**Quoted passage:**
◆ ◆ ◆ ◆ ◆
Reviving tradition, one card at a time


By Lee Cataluna

Helen Nakano is on a mission. She wants to teach 1,000 children to play hanafuda, the Japanese card game. She wants those kids to then teach adults. Her "hanafuda renaissance" is an antidote to what she's seen too many times.

"When I go to restaurants, the kids are sitting at the tables with their video games or headphones in their ears and the adults are talking around them. There's such a disconnect between generations."

It started when she took a computer class. Nakano, 72, a retired teacher and financial planner, wrote a little how-to book on hanafuda as her class project. Nakano shared the book with family and friends with a condition attached. "I told them 'I will give you a book if you promise to teach a young child how to play."

But to play, you need more than instructions. You need a set of cards.

Hanafuda cards aren't what they used to be. The graceful traditional images of flowers and seasons have been jazzed up. Nintendo distributes hanafuda cards with wild, almost grotesque manga characters cavorting around the kiku and sakura flowers. Disney makes a set that works Donald Duck, the Little Mermaid and Stitch into the centuries-old images. To top it off, these new versions don't make the right sound when a player slaps a card on the table.

Nakano eventually decided to make her own hanafuda deck. Her son designed the traditional images with subtle updates and included the point value on each card. Nakano calls it "hanafuda with training wheels."
◆ ◆ ◆ ◆ ◆
**Data block:**
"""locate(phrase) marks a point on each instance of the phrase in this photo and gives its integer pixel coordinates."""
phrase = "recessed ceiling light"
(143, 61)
◆ ◆ ◆ ◆ ◆
**Problems to work on:**
A. In the hanafuda article, how many children does Helen Nakano want to teach to play the game?
B. Continue the hanafuda article from the point where it stops.

**Per-task outputs:**
A. She wants to teach 1,000 children.

B.
Part of her mission is to find redemption for hanafuda. The game was popular in plantation camps, where grandparents taught grandchildren. In Hawaii, it was thought of as a family game, particularly the version played here called "sakura." But in Japan, the cards have a strong association with gambling. Almost worse, it's considered a peasant game, not sophisticated, like go.

"But I want to use hanafuda as a tool, a force for good," Nakano says.

For young children, the game teaches math, matching, art and symbolism. For the elderly, it provides mental stimulation through nostalgic play. Most of all, it provides a social activity that can bridge generations and forge connections.

Nakano has started a hanafuda club at Pohai Nani and has approached the Windward Boys and Girls Club and the Pacific Buddhist Academy about teaching kids so they can in turn play with older generations. She's willing to teach the game to groups. She's looking for corporate sponsors to help pay for the hanafuda kobako-miyage (little boxed set of cards and instructions) to give to schools and organizations. She can be reached at 927-0993 or at nakano@hawaiiantel.net.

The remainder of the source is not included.